Start of PROVIDED RECORDS

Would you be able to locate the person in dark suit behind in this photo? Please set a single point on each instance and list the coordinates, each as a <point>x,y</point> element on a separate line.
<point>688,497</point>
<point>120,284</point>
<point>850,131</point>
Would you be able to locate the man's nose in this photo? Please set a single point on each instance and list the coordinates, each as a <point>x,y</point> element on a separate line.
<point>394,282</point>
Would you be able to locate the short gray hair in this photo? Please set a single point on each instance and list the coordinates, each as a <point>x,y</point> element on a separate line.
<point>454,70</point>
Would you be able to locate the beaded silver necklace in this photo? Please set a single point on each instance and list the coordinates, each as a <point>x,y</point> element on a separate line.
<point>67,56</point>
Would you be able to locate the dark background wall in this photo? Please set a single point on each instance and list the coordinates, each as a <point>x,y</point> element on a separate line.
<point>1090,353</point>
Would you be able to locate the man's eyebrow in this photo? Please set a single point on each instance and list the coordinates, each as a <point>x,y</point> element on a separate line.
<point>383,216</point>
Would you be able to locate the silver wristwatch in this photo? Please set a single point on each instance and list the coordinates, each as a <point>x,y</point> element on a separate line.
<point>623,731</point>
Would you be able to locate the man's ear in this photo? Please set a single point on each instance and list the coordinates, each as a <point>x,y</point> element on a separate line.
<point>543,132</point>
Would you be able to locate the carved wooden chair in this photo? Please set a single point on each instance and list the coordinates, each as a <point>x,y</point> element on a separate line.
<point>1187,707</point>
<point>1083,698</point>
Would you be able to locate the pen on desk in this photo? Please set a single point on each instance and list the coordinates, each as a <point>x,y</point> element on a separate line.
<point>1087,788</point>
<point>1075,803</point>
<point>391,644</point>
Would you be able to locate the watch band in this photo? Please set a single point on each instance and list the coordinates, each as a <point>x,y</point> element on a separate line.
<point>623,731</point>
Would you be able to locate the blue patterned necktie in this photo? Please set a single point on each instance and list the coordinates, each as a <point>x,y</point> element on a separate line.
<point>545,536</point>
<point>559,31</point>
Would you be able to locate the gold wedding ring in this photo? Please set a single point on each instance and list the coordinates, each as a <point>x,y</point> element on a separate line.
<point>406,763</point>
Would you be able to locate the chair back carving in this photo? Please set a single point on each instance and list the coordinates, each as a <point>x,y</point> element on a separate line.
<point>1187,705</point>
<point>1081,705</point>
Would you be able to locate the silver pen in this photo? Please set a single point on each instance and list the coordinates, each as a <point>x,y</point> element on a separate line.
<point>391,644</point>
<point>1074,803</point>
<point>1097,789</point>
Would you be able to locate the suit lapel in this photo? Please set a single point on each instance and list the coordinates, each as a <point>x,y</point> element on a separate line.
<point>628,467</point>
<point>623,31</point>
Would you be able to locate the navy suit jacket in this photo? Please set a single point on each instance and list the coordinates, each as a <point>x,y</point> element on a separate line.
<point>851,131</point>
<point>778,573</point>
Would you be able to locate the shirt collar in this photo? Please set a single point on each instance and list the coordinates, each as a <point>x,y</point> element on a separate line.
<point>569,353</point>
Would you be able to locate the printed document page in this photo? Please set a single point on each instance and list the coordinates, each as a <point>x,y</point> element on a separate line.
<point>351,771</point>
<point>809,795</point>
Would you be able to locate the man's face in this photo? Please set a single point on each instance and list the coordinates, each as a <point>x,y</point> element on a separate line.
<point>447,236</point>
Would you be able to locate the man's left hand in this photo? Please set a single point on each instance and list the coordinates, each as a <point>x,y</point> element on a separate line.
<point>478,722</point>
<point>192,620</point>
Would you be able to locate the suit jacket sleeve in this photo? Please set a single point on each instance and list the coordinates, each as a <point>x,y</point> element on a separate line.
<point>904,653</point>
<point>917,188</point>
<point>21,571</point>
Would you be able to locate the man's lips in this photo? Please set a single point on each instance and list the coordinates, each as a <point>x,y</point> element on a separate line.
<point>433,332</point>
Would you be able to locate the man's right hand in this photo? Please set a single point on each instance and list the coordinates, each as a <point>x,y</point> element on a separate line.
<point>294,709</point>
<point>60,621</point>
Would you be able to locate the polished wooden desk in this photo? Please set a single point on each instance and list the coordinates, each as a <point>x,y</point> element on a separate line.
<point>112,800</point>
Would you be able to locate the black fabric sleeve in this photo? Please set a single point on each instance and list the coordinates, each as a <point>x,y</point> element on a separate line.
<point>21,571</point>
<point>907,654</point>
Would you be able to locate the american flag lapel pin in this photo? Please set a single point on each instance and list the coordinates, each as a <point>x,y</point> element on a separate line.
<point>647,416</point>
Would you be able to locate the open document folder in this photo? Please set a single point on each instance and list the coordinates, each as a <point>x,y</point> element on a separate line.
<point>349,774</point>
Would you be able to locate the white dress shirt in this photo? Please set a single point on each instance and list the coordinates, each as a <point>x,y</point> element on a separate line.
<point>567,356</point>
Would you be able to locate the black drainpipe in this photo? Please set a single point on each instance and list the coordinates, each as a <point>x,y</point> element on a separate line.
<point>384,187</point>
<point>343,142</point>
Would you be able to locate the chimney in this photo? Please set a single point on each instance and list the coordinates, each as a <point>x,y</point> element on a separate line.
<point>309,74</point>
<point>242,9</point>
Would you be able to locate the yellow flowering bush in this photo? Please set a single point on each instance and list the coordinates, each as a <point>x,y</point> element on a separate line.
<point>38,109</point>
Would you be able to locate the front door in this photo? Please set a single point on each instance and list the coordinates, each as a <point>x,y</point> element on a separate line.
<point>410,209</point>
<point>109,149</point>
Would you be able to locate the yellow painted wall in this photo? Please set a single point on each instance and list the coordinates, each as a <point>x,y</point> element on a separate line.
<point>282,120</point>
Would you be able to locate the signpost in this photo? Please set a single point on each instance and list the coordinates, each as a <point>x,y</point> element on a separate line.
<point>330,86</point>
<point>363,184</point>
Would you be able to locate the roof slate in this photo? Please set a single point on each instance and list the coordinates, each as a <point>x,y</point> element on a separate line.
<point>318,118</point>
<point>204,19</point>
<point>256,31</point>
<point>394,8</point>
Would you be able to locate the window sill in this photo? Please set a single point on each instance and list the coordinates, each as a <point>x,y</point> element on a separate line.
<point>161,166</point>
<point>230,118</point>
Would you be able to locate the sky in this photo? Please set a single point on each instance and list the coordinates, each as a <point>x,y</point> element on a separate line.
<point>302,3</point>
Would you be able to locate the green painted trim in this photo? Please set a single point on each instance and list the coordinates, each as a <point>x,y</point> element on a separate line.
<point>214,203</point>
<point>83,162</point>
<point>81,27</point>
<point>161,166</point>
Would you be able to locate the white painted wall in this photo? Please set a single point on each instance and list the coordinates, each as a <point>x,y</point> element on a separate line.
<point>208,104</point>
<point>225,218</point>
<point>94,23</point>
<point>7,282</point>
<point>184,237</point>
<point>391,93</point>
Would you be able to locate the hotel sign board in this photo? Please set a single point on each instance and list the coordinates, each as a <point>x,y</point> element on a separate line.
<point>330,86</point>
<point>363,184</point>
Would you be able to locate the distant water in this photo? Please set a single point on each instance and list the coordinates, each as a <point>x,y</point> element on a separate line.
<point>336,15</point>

End of PROVIDED RECORDS

EXERCISE REQUIREMENTS: Repeat the data in full, matching each line exactly.

OUTPUT BELOW:
Would you be able to locate the person in dark suit behind in this photo? Please set a single point on each instance and list the coordinates, each as a <point>x,y</point> element on a separate line.
<point>688,497</point>
<point>120,284</point>
<point>850,131</point>
Would you be able to locate the man's nose in this photo? Please set a single point on each instance and list the coordinates, each as a <point>x,y</point> element on a separate line.
<point>394,282</point>
Would you be able to locate the short gray hair in this photo? Please set a single point on each instance and list the coordinates, each as a <point>x,y</point> element on a separate line.
<point>454,70</point>
Would you be able to locate the beaded silver necklace in this photo? Please set a single point on each instance and list the coordinates, each as a <point>x,y</point> element on a separate line.
<point>67,56</point>
Would you be able to locate the dark background wall in this photo? Please set a single point on each instance and list the coordinates, each as a <point>x,y</point> element on a separate line.
<point>1090,353</point>
Would you be able to locate the man's eyebrow in this photo? Please set a single point on each instance and list the coordinates, each as a <point>x,y</point> element on a separate line.
<point>383,216</point>
Would you be able to locate the silver wristwatch in this photo? Please set a single point on each instance and list the coordinates, each as a <point>x,y</point> element on a separate line.
<point>623,731</point>
Would you be able to locate the man's ear in this photo? Please set a single point on each instance and list the coordinates, each as a <point>x,y</point> element on a separate line.
<point>543,132</point>
Would you be able to locate the carved wooden chair in this photo? Please set a single point on each instance and list the coordinates, each as a <point>x,y</point> element on a separate line.
<point>1187,707</point>
<point>1083,698</point>
Would you be able to locate the pen on desk in this photo? Please set a single point on each instance and list the coordinates, each as a <point>x,y</point> element on a separate line.
<point>1087,788</point>
<point>1075,803</point>
<point>391,644</point>
Would you be able to locate the watch band in this photo? Please set a single point on each instance and list the coordinates, each as a <point>x,y</point> element on a separate line.
<point>623,731</point>
Would you be able to locate the blue patterned necktie in this photo? Please set a single point on each instance and list the coordinates, each as a <point>x,y</point> element on a separate line.
<point>545,536</point>
<point>559,31</point>
Would you be able to locate the gold wedding ring in this photo? Please set a single point on each instance and list the coordinates, each as a <point>x,y</point> element on a separate line.
<point>406,763</point>
Would you be able to locate the chair back carving in this photo? Please set a single point on each instance and list the coordinates, each as a <point>x,y</point> element on a separate line.
<point>1187,705</point>
<point>1081,705</point>
Would you be able to locate the silver pen in this photo? Please set a single point on each instance and list the coordinates, each as a <point>x,y</point> element on a separate line.
<point>391,644</point>
<point>1074,803</point>
<point>1097,789</point>
Would you be able to locate the suit lapel in this photo? Please set a single point on each instance and list the coordinates, each as a <point>x,y</point> element on a separate line.
<point>628,467</point>
<point>623,31</point>
Would you be able to locate the navy suit jacket in this photo? Please set a single point on each instance and list the coordinates, each as a <point>x,y</point> element on a separate line.
<point>851,131</point>
<point>778,573</point>
Would you be able to locate the shirt collar in this photo? Please set a single point on each instance and list the coordinates, each as a <point>x,y</point> element on a separate line.
<point>569,353</point>
Would you be able to locate the printed document page in this photo? Please set a single point on each instance and list the coordinates, each as a <point>x,y</point> element on a separate line.
<point>351,771</point>
<point>809,795</point>
Would you be able to locate the man's face in this photo? Please set a single point on each instance and list the coordinates, each as a <point>x,y</point> element on a separate line.
<point>447,236</point>
Would you be able to locate the man's left hand in this photo? Please set a single point on each instance and list the coordinates, each as a <point>x,y</point> element on a separate line.
<point>478,722</point>
<point>192,620</point>
Would you be able to locate the suit jacket sleeve in this photo? Please set a single point on each instance and list the coordinates, each as a <point>x,y</point> element on a separate line.
<point>904,653</point>
<point>917,188</point>
<point>21,571</point>
Would you be able to locate the man's lips in this photo? Please set a single point on each instance and list the coordinates, each as a <point>x,y</point> element on a separate line.
<point>433,332</point>
Would you be able to locate the man's right hand in this photo? Please set a single point on each instance and list the coordinates, each as a <point>x,y</point> element on a separate line.
<point>294,709</point>
<point>60,621</point>
Would you be able to locate the polished wooden desk in this photo? Please set a single point on each instance and list the coordinates, each as a <point>x,y</point> element on a separate line.
<point>112,800</point>
Would you be able to locate the black fabric sleeve in this photo? Please set a single point on each instance and list the coordinates, each as a <point>x,y</point> element on a separate line.
<point>21,571</point>
<point>907,654</point>
Would you be able to locate the american flag lapel pin in this photo? Please set a single point on each instance and list the coordinates, each as a <point>x,y</point> element on a separate line.
<point>647,416</point>
Would you be able to locate the open document folder in this photo? Please set a single point on each instance and list the coordinates, each as a <point>x,y</point> element on a separate line.
<point>349,774</point>
Would you be able to locate the white dress shirt in this photo? Please set a single point on each instance and list the coordinates, each as a <point>x,y</point> element on a separate line.
<point>567,356</point>
Would you be able to locate the black drainpipe in this photo? Please set a single point on each instance and list the coordinates, each as a <point>x,y</point> element on a separate line.
<point>384,187</point>
<point>343,142</point>
Would you be able to locate the chimney in this photo? Please set a single point on each instance and list the coordinates, each as a <point>x,y</point> element on a separate line.
<point>309,74</point>
<point>242,9</point>
Would you be able to locate the yellow flowering bush in this photo? Please set a single point on each instance and list the coordinates, each as a <point>x,y</point> element on a separate line.
<point>38,109</point>
Would you be able to locate the front door in this photo? Please set a single point on each instance and list the coordinates, each as a <point>x,y</point> element on a separate line.
<point>410,209</point>
<point>109,149</point>
Would you be able to locate the yellow painted wall in this photo? Please set a single point on each instance and list the coordinates, each as a <point>x,y</point> element on a separate line.
<point>282,120</point>
Would you be able to locate the signpost in this photo? Please set a single point on each instance and list the coordinates, each as a <point>x,y</point> element on a separate line.
<point>330,86</point>
<point>363,184</point>
Would you be able to locate the roof slate in this photo? Please set a single point on each instance and list the coordinates, each as a <point>x,y</point> element on a separate line.
<point>318,118</point>
<point>204,19</point>
<point>256,31</point>
<point>394,8</point>
Would you be able to locate the window sill in this photo? Please set a single point on each instance and list the coordinates, each as a <point>x,y</point> element on a separate line.
<point>161,166</point>
<point>230,118</point>
Would you be able to locate the sky in this photo? Please set a single point on each instance and list the coordinates, each as a <point>x,y</point> element on a separate line.
<point>302,3</point>
Would you be able to locate the green painted trim in this photo? Please set a single point on each instance and list the coordinates, each as a <point>x,y</point> element on a separate line.
<point>214,203</point>
<point>83,162</point>
<point>81,27</point>
<point>161,166</point>
Would you be able to locate the white painted wall in this photo? Please set a single point on each instance and list the coordinates, each as a <point>x,y</point> element on a separate line.
<point>208,104</point>
<point>225,218</point>
<point>94,23</point>
<point>7,282</point>
<point>184,237</point>
<point>391,93</point>
Would you be able to locate the hotel sign board in this photo? Please set a single point on each instance and list the coordinates, each as a <point>x,y</point> element on a separate line.
<point>330,86</point>
<point>363,184</point>
Would you be able to locate the distant water in this photo? Please set a single point on each instance and list the coordinates, each as a <point>x,y</point> element on a separate line.
<point>336,15</point>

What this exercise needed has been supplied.